*TASK*. Repeat the records from the line with "Mark one point per instance of the dusk" through the end of the records, switching "apartment building" to "office building" and leaving everything else the same.

START DATASET ROWS

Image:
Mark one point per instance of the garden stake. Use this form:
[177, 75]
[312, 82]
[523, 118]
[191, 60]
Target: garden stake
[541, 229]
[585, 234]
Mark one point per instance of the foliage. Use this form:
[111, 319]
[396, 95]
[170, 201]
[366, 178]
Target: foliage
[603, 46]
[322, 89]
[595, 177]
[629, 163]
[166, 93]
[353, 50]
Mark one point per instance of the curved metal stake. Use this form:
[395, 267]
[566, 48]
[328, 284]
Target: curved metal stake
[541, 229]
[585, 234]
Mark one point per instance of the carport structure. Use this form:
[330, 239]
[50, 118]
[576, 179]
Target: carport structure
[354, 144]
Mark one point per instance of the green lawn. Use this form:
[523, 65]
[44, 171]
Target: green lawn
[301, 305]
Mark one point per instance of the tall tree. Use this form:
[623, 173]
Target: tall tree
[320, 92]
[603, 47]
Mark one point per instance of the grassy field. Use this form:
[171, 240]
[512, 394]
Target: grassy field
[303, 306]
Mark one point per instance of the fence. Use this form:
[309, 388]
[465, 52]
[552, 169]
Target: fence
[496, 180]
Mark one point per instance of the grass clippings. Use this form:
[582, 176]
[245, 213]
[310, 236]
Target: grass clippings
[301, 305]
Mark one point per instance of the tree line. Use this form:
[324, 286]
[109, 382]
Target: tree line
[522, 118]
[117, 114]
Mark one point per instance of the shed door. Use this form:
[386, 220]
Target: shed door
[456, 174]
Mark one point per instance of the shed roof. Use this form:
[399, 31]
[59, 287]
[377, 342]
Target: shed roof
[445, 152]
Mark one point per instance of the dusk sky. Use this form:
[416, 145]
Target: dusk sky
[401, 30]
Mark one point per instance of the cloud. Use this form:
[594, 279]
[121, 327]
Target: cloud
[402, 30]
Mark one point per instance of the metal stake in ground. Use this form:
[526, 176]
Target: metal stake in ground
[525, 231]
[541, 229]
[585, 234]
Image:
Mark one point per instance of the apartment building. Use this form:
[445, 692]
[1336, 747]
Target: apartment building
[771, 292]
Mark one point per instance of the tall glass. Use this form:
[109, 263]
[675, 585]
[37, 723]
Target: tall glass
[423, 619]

END DATASET ROWS

*CORRECT OUTPUT*.
Mark one point per instance of the dusk sky. Use this form:
[416, 145]
Target: dusk sky
[401, 30]
Mark one point per instance of the cloud. Use this form:
[594, 279]
[121, 327]
Target: cloud
[402, 30]
Mark one point per instance of the metal stake in ground. Use this form:
[526, 176]
Target: metal stake in ground
[525, 231]
[541, 229]
[585, 234]
Image:
Mark one point per instance of the office building. Use this form:
[445, 692]
[1336, 747]
Target: office building
[771, 292]
Mark one point per instance of the tall glass. Use this form:
[109, 263]
[675, 585]
[37, 723]
Target: tall glass
[423, 619]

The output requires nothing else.